Task instructions -
Add -74 to each coordinate in the answers, and write out again every line of the records from the line with "Each instance of the child's skin" to the line with "[(134, 118)]", both included, requests too. Give only those lines.

Data -
○ ○ ○
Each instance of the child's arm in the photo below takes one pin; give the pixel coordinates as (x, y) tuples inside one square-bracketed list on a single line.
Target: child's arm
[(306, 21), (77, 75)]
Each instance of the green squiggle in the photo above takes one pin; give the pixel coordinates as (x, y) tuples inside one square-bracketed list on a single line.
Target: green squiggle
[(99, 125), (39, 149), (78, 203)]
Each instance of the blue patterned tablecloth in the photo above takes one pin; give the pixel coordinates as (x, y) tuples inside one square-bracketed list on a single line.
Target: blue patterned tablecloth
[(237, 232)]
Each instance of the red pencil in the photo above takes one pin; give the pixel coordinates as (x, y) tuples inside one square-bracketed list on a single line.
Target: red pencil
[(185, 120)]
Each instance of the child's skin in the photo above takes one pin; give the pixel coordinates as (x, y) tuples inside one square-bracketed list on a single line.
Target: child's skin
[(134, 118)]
○ ○ ○
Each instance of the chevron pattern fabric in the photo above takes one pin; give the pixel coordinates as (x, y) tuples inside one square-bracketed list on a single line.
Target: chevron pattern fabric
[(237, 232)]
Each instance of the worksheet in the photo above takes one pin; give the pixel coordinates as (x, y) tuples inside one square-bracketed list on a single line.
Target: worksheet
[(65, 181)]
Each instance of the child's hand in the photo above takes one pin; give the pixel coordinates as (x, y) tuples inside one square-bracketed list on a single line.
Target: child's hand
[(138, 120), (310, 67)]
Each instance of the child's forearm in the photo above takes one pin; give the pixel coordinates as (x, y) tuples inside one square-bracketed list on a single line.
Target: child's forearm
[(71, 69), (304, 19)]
○ ○ ○
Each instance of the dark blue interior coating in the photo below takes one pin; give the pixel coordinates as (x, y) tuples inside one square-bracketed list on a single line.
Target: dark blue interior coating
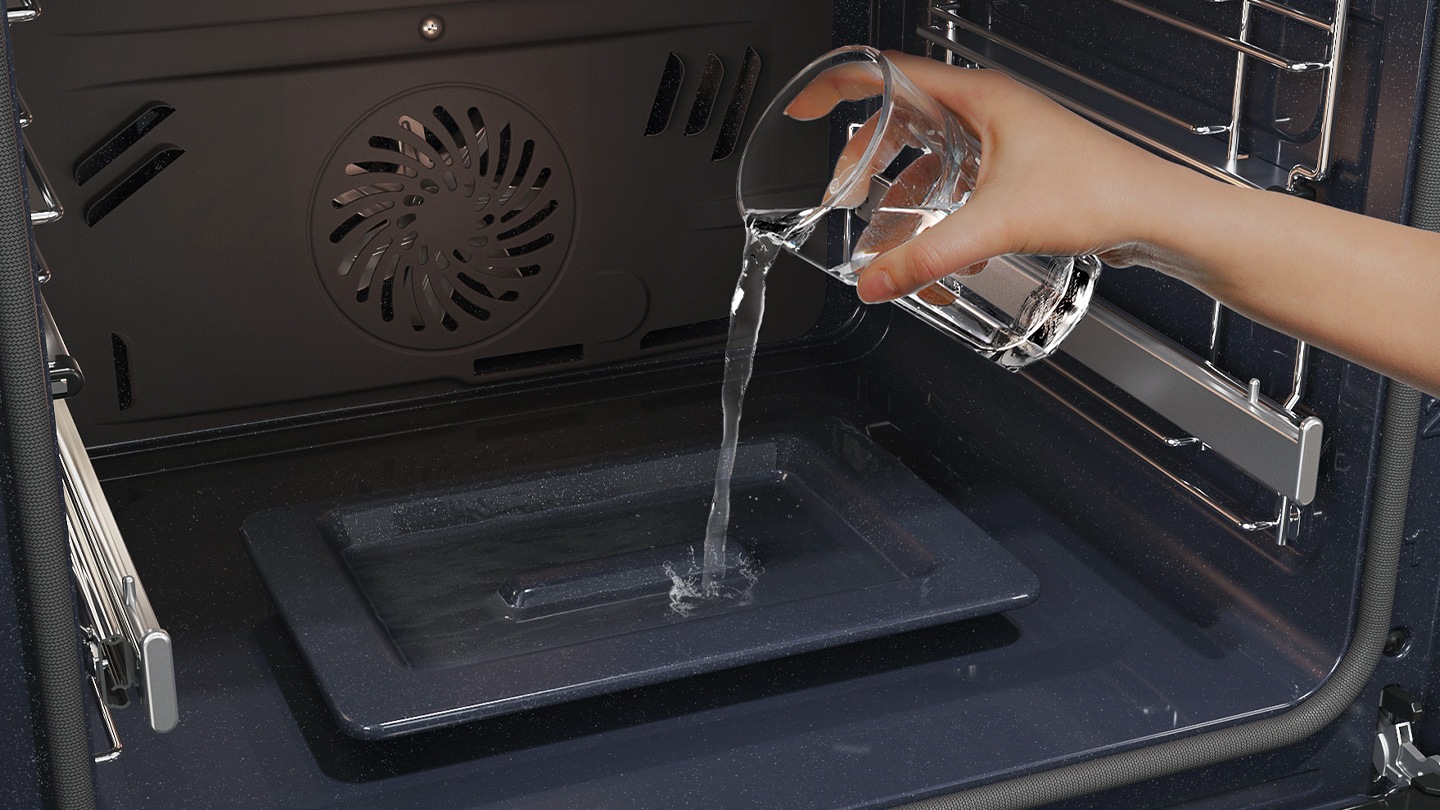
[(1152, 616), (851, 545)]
○ ○ ○
Exercise result -
Each instance of the child's skin in the photo above takes one pin; give the pixel coordinates as (x, y) tuples inside one square-bracketed list on a single line.
Target: child's skin
[(60, 44)]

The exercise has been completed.